### WORK TO COMPLETE
Return every line of the listing below as a JSON array of strings, one string per line, and leave out the blank lines.

### RECORDS PROVIDED
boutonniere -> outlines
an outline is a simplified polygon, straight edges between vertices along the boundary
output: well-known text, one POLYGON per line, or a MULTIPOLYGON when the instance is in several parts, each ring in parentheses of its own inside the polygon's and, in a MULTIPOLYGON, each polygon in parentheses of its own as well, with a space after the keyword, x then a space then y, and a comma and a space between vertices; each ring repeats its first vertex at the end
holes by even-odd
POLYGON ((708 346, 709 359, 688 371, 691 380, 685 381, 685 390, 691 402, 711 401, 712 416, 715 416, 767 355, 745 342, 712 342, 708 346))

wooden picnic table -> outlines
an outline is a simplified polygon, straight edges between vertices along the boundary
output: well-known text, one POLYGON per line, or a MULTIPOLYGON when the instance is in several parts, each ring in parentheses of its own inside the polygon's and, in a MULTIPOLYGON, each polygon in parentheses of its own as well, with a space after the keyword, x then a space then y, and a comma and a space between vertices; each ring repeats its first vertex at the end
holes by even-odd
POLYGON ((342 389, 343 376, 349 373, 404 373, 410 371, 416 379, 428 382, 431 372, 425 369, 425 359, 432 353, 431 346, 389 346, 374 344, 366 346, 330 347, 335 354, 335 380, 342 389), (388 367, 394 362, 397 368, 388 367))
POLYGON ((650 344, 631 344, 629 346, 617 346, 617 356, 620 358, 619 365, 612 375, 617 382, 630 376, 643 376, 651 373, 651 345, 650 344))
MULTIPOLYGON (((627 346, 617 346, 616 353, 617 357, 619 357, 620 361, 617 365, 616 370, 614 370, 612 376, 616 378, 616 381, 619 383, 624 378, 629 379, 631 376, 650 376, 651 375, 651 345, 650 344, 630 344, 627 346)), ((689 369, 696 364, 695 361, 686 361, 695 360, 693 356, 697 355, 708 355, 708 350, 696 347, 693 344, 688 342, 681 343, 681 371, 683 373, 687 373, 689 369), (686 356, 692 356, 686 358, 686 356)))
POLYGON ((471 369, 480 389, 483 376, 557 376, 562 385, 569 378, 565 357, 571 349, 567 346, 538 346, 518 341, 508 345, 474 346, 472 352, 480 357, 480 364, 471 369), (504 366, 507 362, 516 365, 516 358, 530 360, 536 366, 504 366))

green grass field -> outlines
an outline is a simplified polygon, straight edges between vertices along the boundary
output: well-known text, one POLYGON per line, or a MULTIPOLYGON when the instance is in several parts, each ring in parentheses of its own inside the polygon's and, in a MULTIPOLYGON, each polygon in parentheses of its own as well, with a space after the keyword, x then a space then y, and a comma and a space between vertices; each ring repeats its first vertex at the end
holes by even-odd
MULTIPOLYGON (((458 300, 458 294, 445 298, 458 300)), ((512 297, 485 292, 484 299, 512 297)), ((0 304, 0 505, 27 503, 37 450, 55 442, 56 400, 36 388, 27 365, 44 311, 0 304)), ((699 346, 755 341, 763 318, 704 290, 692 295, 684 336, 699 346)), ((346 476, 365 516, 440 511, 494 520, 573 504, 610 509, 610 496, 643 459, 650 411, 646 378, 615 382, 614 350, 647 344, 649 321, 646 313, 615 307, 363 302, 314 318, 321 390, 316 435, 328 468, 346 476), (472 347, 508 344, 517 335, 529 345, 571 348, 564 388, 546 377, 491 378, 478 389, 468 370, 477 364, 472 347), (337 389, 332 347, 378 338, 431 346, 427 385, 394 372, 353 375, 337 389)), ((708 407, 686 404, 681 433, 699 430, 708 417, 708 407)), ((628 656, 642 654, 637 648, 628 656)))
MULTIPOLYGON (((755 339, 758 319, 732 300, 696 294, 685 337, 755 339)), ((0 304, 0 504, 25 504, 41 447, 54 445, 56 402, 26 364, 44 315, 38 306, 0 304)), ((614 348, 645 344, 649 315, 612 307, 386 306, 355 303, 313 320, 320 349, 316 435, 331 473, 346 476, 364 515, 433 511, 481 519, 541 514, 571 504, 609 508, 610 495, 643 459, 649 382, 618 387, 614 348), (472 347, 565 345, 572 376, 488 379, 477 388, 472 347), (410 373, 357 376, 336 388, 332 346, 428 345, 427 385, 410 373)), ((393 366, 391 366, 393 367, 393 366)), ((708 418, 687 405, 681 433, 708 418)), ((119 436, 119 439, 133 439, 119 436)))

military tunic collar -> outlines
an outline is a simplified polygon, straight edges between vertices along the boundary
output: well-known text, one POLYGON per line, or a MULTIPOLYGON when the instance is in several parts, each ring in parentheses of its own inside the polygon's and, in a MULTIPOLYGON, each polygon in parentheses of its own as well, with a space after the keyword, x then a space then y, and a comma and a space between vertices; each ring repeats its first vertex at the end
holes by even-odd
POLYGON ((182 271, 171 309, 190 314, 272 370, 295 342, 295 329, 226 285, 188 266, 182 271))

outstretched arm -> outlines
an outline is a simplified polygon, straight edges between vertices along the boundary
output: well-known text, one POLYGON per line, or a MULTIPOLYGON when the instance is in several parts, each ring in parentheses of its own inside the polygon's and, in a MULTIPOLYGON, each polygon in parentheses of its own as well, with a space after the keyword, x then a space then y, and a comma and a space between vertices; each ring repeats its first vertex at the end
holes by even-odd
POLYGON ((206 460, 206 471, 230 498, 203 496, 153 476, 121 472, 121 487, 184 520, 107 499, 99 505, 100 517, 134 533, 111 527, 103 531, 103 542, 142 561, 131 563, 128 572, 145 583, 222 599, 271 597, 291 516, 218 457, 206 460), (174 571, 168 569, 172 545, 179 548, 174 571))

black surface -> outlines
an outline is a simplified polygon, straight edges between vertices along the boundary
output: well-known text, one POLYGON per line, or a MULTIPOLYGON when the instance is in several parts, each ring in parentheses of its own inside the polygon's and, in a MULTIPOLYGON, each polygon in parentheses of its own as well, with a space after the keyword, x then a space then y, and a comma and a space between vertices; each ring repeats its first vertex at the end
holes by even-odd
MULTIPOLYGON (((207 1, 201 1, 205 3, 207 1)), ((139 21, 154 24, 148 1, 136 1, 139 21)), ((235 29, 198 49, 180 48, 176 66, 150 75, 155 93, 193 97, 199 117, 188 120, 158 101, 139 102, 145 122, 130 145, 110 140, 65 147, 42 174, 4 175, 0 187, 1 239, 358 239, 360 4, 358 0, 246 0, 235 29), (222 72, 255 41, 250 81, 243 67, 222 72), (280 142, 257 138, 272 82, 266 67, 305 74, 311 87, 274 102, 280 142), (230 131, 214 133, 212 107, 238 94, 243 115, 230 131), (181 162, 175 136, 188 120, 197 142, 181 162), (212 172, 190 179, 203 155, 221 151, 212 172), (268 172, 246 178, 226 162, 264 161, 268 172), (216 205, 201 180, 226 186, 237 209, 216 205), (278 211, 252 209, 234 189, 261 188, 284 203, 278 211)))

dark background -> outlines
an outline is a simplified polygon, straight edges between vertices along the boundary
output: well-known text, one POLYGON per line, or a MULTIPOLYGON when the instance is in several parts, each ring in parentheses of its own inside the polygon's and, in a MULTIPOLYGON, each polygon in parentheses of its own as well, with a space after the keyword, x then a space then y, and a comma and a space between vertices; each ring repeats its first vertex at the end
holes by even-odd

### EXPECTED ANSWER
[
  "boutonniere -> outlines",
  "an outline is a simplified polygon, straight edges between vertices along the boundary",
  "output: well-known text, one POLYGON per line, or a MULTIPOLYGON when the instance is in several parts, each ring in parentheses of its own inside the polygon's and, in a MULTIPOLYGON, each polygon in parentheses of its own as well, with a space after the keyword, x then a space then y, and a comma and a space between vertices; each ring repeats its first vertex at the end",
  "holes by even-odd",
  "POLYGON ((708 346, 709 359, 688 371, 691 380, 685 381, 685 390, 691 402, 711 401, 712 416, 715 416, 767 355, 745 342, 712 342, 708 346))",
  "wooden picnic table -> outlines",
  "an outline is a simplified polygon, straight edges between vertices along the boundary",
  "output: well-known text, one POLYGON per line, or a MULTIPOLYGON when the instance is in several parts, each ring in parentheses of its own inside the polygon's and, in a MULTIPOLYGON, each polygon in parentheses of its own as well, with a space after the keyword, x then a space then y, and a comma and a space between vertices; each ring repeats its first vertex at the end",
  "holes by even-odd",
  "POLYGON ((342 389, 343 376, 349 373, 404 373, 410 371, 416 379, 428 382, 431 372, 425 369, 425 359, 432 353, 431 346, 389 346, 374 344, 366 346, 330 347, 335 354, 335 380, 342 389), (388 367, 394 362, 397 368, 388 367))",
  "POLYGON ((650 344, 631 344, 629 346, 617 346, 617 356, 620 358, 619 365, 612 375, 617 382, 630 376, 643 376, 651 373, 651 345, 650 344))",
  "MULTIPOLYGON (((627 346, 617 346, 616 353, 617 357, 619 357, 620 361, 617 365, 616 370, 614 370, 612 376, 616 378, 616 381, 619 383, 624 378, 629 379, 631 376, 650 376, 651 375, 651 345, 650 344, 630 344, 627 346)), ((689 369, 696 364, 695 361, 686 361, 695 360, 693 356, 697 355, 708 355, 708 350, 696 347, 693 344, 688 342, 681 343, 681 371, 683 373, 687 373, 689 369), (686 356, 692 356, 686 358, 686 356)))",
  "POLYGON ((471 369, 480 389, 483 376, 557 376, 562 385, 569 378, 565 357, 571 349, 567 346, 538 346, 518 341, 508 345, 474 346, 472 352, 480 357, 480 364, 471 369), (504 366, 507 362, 516 365, 516 358, 530 360, 536 366, 504 366))",
  "green grass field -> outlines",
  "an outline is a simplified polygon, straight edges between vertices along the boundary",
  "output: well-known text, one POLYGON per line, or a MULTIPOLYGON when the instance is in several parts, each ring in parentheses of its own inside the polygon's and, in a MULTIPOLYGON, each polygon in parentheses of its own as well, with a space after the keyword, x then a space then y, and a comma and a space between vertices; each ring repeats its first vertex at the end",
  "holes by even-odd",
  "MULTIPOLYGON (((458 300, 458 294, 445 298, 458 300)), ((512 297, 485 292, 484 299, 512 297)), ((0 304, 0 505, 27 503, 37 450, 55 442, 56 400, 36 388, 27 365, 44 311, 0 304)), ((699 346, 755 341, 763 318, 704 290, 692 295, 684 336, 699 346)), ((346 476, 365 516, 440 511, 494 520, 573 504, 610 509, 610 496, 643 459, 650 411, 646 378, 615 382, 614 350, 647 344, 649 321, 646 313, 615 307, 363 302, 314 318, 321 390, 316 435, 328 468, 346 476), (472 347, 508 344, 517 335, 529 345, 571 348, 564 388, 546 377, 491 378, 478 389, 468 370, 477 364, 472 347), (337 389, 332 347, 378 338, 431 346, 427 385, 394 372, 353 375, 337 389)), ((708 407, 686 404, 681 433, 699 430, 708 417, 708 407)), ((628 656, 642 654, 637 648, 628 656)))",
  "MULTIPOLYGON (((755 339, 758 319, 732 300, 696 294, 685 337, 755 339)), ((0 304, 0 504, 25 504, 41 447, 54 445, 56 402, 26 364, 44 315, 38 306, 0 304)), ((614 348, 645 344, 649 315, 612 307, 386 306, 355 303, 313 320, 320 349, 316 435, 331 473, 346 476, 364 515, 433 511, 481 519, 541 514, 571 504, 609 508, 610 495, 643 459, 649 382, 618 387, 614 348), (472 347, 565 345, 572 376, 488 379, 477 388, 472 347), (410 373, 357 376, 336 388, 332 346, 428 345, 427 385, 410 373)), ((393 366, 391 366, 393 367, 393 366)), ((708 418, 687 405, 681 433, 708 418)), ((119 436, 119 439, 133 439, 119 436)))",
  "military tunic collar -> outlines",
  "an outline is a simplified polygon, straight edges between vertices along the boundary",
  "output: well-known text, one POLYGON per line, or a MULTIPOLYGON when the instance is in several parts, each ring in parentheses of its own inside the polygon's and, in a MULTIPOLYGON, each polygon in parentheses of its own as well, with a space after the keyword, x then a space then y, and a comma and a space between vertices; each ring repeats its first vertex at the end",
  "holes by even-odd",
  "POLYGON ((182 271, 171 309, 190 314, 272 370, 295 342, 295 329, 226 285, 188 266, 182 271))",
  "outstretched arm -> outlines",
  "an outline is a simplified polygon, straight edges between vertices along the boundary",
  "output: well-known text, one POLYGON per line, or a MULTIPOLYGON when the instance is in several parts, each ring in parentheses of its own inside the polygon's and, in a MULTIPOLYGON, each polygon in parentheses of its own as well, with a space after the keyword, x then a space then y, and a comma and a space between vertices; each ring repeats its first vertex at the end",
  "holes by even-odd",
  "POLYGON ((206 460, 206 471, 230 498, 203 496, 153 476, 121 472, 121 487, 184 520, 107 499, 99 505, 100 517, 134 533, 111 527, 103 531, 103 542, 142 561, 131 563, 128 572, 145 583, 222 599, 271 597, 291 516, 218 457, 206 460), (174 571, 168 569, 172 545, 179 548, 174 571))",
  "black surface -> outlines",
  "an outline is a simplified polygon, straight edges between vertices along the boundary",
  "output: well-known text, one POLYGON per line, or a MULTIPOLYGON when the instance is in several parts, each ring in parentheses of its own inside the polygon's and, in a MULTIPOLYGON, each polygon in parentheses of its own as well, with a space after the keyword, x then a space then y, and a comma and a space between vertices; each ring repeats its first vertex at the end",
  "holes by even-odd",
  "MULTIPOLYGON (((207 1, 201 1, 205 3, 207 1)), ((139 21, 154 24, 148 1, 136 1, 139 21)), ((235 29, 198 49, 180 48, 176 66, 150 75, 155 93, 193 97, 199 117, 188 120, 158 101, 139 102, 145 122, 130 145, 110 140, 65 147, 42 174, 4 175, 0 187, 1 239, 358 239, 360 4, 358 0, 246 0, 235 29), (222 72, 255 41, 250 81, 243 67, 222 72), (280 142, 257 138, 272 82, 266 67, 305 74, 311 87, 274 102, 280 142), (230 131, 214 133, 212 107, 238 94, 243 115, 230 131), (181 162, 175 136, 188 120, 197 142, 181 162), (212 172, 190 179, 203 155, 221 151, 212 172), (268 172, 246 178, 226 162, 264 161, 268 172), (216 205, 201 180, 226 186, 237 209, 216 205), (278 211, 252 209, 234 189, 261 188, 284 203, 278 211)))",
  "dark background -> outlines",
  "an outline is a simplified polygon, straight edges between vertices along the boundary",
  "output: well-known text, one POLYGON per line, or a MULTIPOLYGON when the instance is in several parts, each ring in parentheses of its own inside the polygon's and, in a MULTIPOLYGON, each polygon in parentheses of its own as well, with a space after the keyword, x then a space then y, and a comma and a space between vertices; each ring repeats its first vertex at the end",
  "holes by even-odd"
]